▸ WORK INSTRUCTIONS
(A) In the post on money and life satisfaction below, how many survey responses did Kahneman and Deaton draw on?
(B) Carry on writing the post on money and life satisfaction, picking up after its final sentence.

▸ QUOTED PASSAGE
---
Back in 2019, I wrote this post entitled "Money can't buy happiness, but it can buy life satisfaction". That was based on research from Swedish lottery winners, which showed that:
...the increase in wealth as a result of an unexpected lottery win was associated with a persistent increase in life satisfaction. Hedonic adaptation didn't occur. However, the lottery win didn't increase 'happiness' or an index of mental health.
This week, I read this 2010 article by 2002 Nobel Prize winner Daniel Kahneman and 2015 Nobel Prize winner Sir Angus Deaton, published in the Proceedings of the National Academy of Sciences (open access), which comes to a similar conclusion. Kahneman and Deaton used data from about 440,000 responses to the Gallup-Healthways Well-Being Index (now called the Gallup-Sharecare Well-Being Index) in 2008 and 2009. The survey collects detailed data on a range of measures of subjective wellbeing, including the Cantril Ladder ("Rate your current life on a ladder scale in which 0 is “the worst possible life for you” and 10 is “the best possible life for you.”), and whether the participant felt each of a range of emotions "a lot of the day yesterday", including enjoyment, happiness, worry, sadness, and whether the participant "smiled or laughed a lot yesterday" (all of the emotional questions have yes or no answers). Kahneman and Deaton combined the positive emotions (enjoyment, happiness, and smiling) into a single score for 'positive affect', and the negative emotions (worry and sadness) into a single score for 'blue affect' (they keep stress separate from the other negative emotions). They then look at how those measures vary by income level.
---
Extracted data entries:

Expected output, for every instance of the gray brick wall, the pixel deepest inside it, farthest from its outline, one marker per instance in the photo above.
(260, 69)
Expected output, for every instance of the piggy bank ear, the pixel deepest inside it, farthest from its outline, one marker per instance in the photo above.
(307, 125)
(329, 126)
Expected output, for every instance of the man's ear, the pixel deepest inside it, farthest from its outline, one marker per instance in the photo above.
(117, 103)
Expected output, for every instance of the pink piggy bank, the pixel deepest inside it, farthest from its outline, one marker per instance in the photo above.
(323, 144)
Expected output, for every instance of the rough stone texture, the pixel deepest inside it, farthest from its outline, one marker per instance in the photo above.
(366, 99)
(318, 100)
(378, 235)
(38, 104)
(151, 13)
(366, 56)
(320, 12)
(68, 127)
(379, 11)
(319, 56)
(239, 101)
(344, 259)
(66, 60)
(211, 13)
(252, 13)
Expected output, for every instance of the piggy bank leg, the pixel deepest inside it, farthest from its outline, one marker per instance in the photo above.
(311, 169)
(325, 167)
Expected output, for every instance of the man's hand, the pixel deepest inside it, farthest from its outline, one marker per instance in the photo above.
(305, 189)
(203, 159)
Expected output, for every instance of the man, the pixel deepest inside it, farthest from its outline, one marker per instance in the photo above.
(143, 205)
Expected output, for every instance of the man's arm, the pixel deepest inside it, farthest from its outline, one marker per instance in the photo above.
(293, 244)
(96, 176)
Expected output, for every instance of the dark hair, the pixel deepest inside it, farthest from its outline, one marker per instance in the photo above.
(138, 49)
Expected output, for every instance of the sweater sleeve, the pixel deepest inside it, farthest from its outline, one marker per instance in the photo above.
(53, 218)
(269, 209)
---
▸ ANSWERS FOR THE EXERCISE
(A) About 440,000 responses to the Gallup-Healthways Well-Being Index from 2008 and 2009.

(B)
The results are neatly summarised in Figure 1 from the article:
Notice that the Cantril ladder measure of life satisfaction increases with income across the whole range. In contrast, the measures of emotional wellbeing all increase for low levels of income, but quickly level off, with no further improvements beyond an annual income of between US$75,000 and $100,000. Kahneman and Deaton note that:
The data for positive and blue affect provide an unexpectedly sharp answer to our original question. More money does not necessarily buy more happiness, but less money is associated with emotional pain. Perhaps $75,000 is a threshold beyond which further increases in income no longer improve individuals’ ability to do what matters most to their emotional well-being, such as spending time with people they like, avoiding pain and disease, and enjoying leisure.
So, there you go. Money may be able to buy life satisfaction, but it can't buy happiness. Of course, these results are subject to the convincing critiques of happiness and life satisfaction as measures (for example, see here and here).